:: Data listing
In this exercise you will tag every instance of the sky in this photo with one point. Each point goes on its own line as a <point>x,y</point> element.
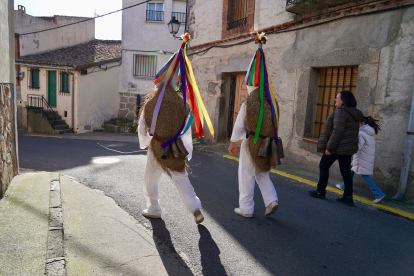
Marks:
<point>108,27</point>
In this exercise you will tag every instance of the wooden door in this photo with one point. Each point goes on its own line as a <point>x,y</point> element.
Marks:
<point>238,93</point>
<point>51,88</point>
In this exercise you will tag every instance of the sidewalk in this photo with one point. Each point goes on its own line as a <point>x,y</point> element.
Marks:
<point>309,178</point>
<point>53,225</point>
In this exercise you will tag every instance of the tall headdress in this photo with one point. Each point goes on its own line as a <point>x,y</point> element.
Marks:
<point>179,73</point>
<point>258,75</point>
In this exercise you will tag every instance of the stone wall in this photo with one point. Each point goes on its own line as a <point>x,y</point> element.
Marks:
<point>127,105</point>
<point>383,50</point>
<point>8,141</point>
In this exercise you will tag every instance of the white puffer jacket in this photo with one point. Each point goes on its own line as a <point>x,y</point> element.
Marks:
<point>363,160</point>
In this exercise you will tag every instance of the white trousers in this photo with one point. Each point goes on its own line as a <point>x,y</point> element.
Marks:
<point>152,174</point>
<point>247,178</point>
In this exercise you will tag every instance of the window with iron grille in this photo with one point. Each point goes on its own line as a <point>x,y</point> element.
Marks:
<point>155,12</point>
<point>237,14</point>
<point>332,81</point>
<point>33,78</point>
<point>63,82</point>
<point>145,66</point>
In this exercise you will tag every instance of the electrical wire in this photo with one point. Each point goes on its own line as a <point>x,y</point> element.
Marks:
<point>58,27</point>
<point>202,52</point>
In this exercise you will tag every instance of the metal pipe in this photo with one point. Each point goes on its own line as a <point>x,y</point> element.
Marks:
<point>405,170</point>
<point>73,102</point>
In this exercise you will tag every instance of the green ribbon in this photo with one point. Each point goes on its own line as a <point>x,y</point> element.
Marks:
<point>261,90</point>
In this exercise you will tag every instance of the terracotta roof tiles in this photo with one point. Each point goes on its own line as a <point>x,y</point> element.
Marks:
<point>79,56</point>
::::
## Requirement
Reproduce all of the data above verbatim, leaving out the picture.

## Written answer
In this exercise you will tag every instance of the sky in this photo with one point. Each point goes on its own line as a <point>x,y</point> element.
Marks:
<point>108,27</point>
In this exercise you will tag every instance of the wooden door in this photo with one point. Each point goes on its own line as a <point>x,y</point> element.
Marks:
<point>238,93</point>
<point>51,88</point>
In this exercise you will tag every instance of the sidewalk in this photo with one point. Each point goes on its own line as a <point>x,y</point> element.
Marks:
<point>309,178</point>
<point>53,225</point>
In this exercise you will tag every instance of the tall headdress in this photo with one point. Each point goes on its own line as a <point>x,y</point> element.
Marks:
<point>179,73</point>
<point>258,75</point>
In this exercise you will tag every instance of the stone wall in this photo with one point. Each point goes on its own line as a <point>x,y</point> element.
Marks:
<point>127,105</point>
<point>383,50</point>
<point>8,141</point>
In this exercise you will tag every instance of the white puffer jacket in this photo with one point. Each point goes on its own line as a <point>x,y</point> element.
Marks:
<point>363,160</point>
In this exercise you will tag every instance of the white trousers in this photo with one point. Each point goes on its own line as a <point>x,y</point> element.
Marks:
<point>152,174</point>
<point>247,178</point>
In this exercise you will tag every instance of the window with iron grille in this photo with one point. Each point goes on its own line as a <point>x,y</point> element.
Marks:
<point>155,12</point>
<point>237,14</point>
<point>332,81</point>
<point>33,78</point>
<point>63,82</point>
<point>145,66</point>
In this exercise you will tag every instance of the electrical wire in this photo with one point. Each point goes on its own line as a <point>x,y</point> element.
Marks:
<point>58,27</point>
<point>202,52</point>
In this exercise you will tag every instance of the metal pipe in this photo with one point. Each point goes on its own line as a <point>x,y</point> element.
Marks:
<point>405,170</point>
<point>73,102</point>
In this exercise you will tag every instance of the green ribbon in this photo with one point. Each point goes on its own line as a <point>x,y</point> element.
Marks:
<point>261,90</point>
In this exercise you will tag every instance of the terracotta roof tiles in this photo with one point. Each point goes on its own line as a <point>x,y</point> element.
Marks:
<point>79,56</point>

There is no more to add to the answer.